— Start Page —

Web Server Load Balancing with NGINX Plus
In the midst of chaos, there is also opportunity
– Sun Tzu, The Art of War

A typical eretailer gets nearly a quarter of its yearly revenue between Thanksgiving and Christmas. For many online stores, the two busiest days of the year are Black Friday (the day after Thanksgiving) and the following Cyber Monday, which sees an overwhelming number of ecommerce sales. While those days account for a huge spike in sales, they also represent huge spikes in traffic and the associated stress and uncertainty about site performance and uptime.

Shoppers demand high performance and a flawless experience from your site. If your page load time is reduced by just one second due to an influx of traffic, you can expect to see conversions reduced by 7%. And at peak traffic times, more than 75% of online consumers will leave for a competitor’s site rather than suffer delays (PDF).

Google search results are influenced by site performance, so you can create a virtuous circle: faster performance brings you more customers, through improved search results, and you get more conversions, as shoppers have a better experience.

To learn how to improve your website’s performance – not only at peak times, but every day of the year – start with our blog, How to Manage Sudden Traffic Surges and Server Overload. Then, use the detailed guidance in this blog to refine your strategy.

Increase Capacity with an HTTP Gateway

An HTTP gateway is known technically as a reverse proxy server. By either name, an HTTP gateway receives requests from user devices – clients – on the Web, then dispatches the requests to other servers over a local area network. Once a response is generated, the gateway returns it to the client that made the request.

Many sites have a simple architecture: a web server that runs application code to put together web pages, often with a database server supporting the application. More often than not, the application server is an Apache server.

Apache and many other web applications platforms are, however, limited in their ability to handle significant amounts of traffic. Every new browser session opens six to eight server connections, and Apache devotes significant memory to each connection. The connections stay open while pages are requested, put together, returned, and acknowledged.

If several thousand users or more are online at once, tens of thousands of connections are needed. But three things can happen:

  1. The Apache server can run out of memory and start swapping sessions out to disk, greatly slowing performance. If connection requests continue to mount, swapping can increase, affecting more and more of the site’s users.
  2. The Apache server can run out of connections. To save memory, the server software can limit the number of simultaneous connections, but the effect is similar to running out of memory: the available connections get used up, new connection requests have to wait, and users see slow performance – especially if connection requests back up.
  3. The application server can run out of CPU capacity due to managing connections and running the application, again making users wait and causing requests to back up.

An HTTP gateway reverse proxy server can prevent these problems. The reverse proxy server receives requests from the web and feeds them over a local area network to the Apache server. The Apache server then runs application code and returns the needed file to the reverse proxy server, which acknowledges receipt quickly. The Apache server can run at close to its rated capacity because it doesn’t have to hold thousands of connections open waiting for acknowledgements from faraway clients.

NGINX Open Source and NGINX  Plus are very widely used for this purpose, with other functions added on as needed (see below). NGINX uses an event‑driven architecture that can handle hundreds of thousands of connections concurrently, translating slow Internet‑side connections to high‑speed local transactions.

— End Page —

## What you will do
1. According to the load-balancing article, what three things can happen when several thousand users are online at once?
2. Pick up the article on web server load balancing with NGINX Plus after its final sentence and keep writing.

— Start Extracted records —

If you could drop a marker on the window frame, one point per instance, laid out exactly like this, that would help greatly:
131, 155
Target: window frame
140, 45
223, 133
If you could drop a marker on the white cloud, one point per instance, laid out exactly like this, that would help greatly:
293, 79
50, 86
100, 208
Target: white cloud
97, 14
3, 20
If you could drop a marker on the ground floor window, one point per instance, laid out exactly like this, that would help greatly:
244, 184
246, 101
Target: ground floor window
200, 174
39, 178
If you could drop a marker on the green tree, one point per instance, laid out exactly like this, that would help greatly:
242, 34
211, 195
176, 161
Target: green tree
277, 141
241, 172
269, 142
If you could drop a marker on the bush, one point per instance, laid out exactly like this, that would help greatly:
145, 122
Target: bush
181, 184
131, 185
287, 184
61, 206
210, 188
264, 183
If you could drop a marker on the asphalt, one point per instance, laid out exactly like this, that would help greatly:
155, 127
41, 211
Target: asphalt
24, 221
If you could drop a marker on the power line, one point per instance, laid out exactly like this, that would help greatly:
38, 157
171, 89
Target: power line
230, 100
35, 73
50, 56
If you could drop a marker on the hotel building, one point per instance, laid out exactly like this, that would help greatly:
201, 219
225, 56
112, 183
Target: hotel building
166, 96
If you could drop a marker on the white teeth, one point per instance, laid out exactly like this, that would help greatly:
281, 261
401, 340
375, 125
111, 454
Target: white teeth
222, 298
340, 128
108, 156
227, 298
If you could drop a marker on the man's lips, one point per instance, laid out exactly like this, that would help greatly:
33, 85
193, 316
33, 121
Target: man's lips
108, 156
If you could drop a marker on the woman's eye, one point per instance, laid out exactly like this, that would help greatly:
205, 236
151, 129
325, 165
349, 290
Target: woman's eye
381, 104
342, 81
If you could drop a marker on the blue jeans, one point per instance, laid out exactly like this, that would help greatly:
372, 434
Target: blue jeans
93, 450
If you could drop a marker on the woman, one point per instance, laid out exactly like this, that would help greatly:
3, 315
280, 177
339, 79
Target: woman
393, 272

— End Extracted records —

## Set of answers
1.
1. The Apache server can run out of memory and start swapping sessions out to disk, which slows performance.
2. The Apache server can run out of connections, so new connection requests have to wait.
3. The application server can run out of CPU capacity from managing connections and running the application, which makes users wait and causes requests to back up.

2.
With NGINX Plus, you can break away from a linear procession of departments (tiers) to a more flexible architecture that improves performance, scalability, and manageability

By using NGINX or NGINX Plus as a reverse proxy:

  • An Apache server can be run at full speed, receiving requests and responding over the local area network.
  • Static files are easily cached on the NGINX Plus server, so the load on the Apache server and, following onto that, the database server, is significantly reduced.
  • More Apache servers can be added, with the NGINX Plus server handling load balancing among them (see below).

Cache and Microcache Your Site Content

Caching objects has a multitude of beneficial effects. The large majority of the data on a typical web page is made up of static objects – image files such as JPEGs and PNG files, code files such as JavaScript and CSS, and so on. (You can see how this would be the case on a typical page from an ecommerce site.) Caching these files can greatly speed performance. You can also briefly cache dynamically generated files, which is called microcaching.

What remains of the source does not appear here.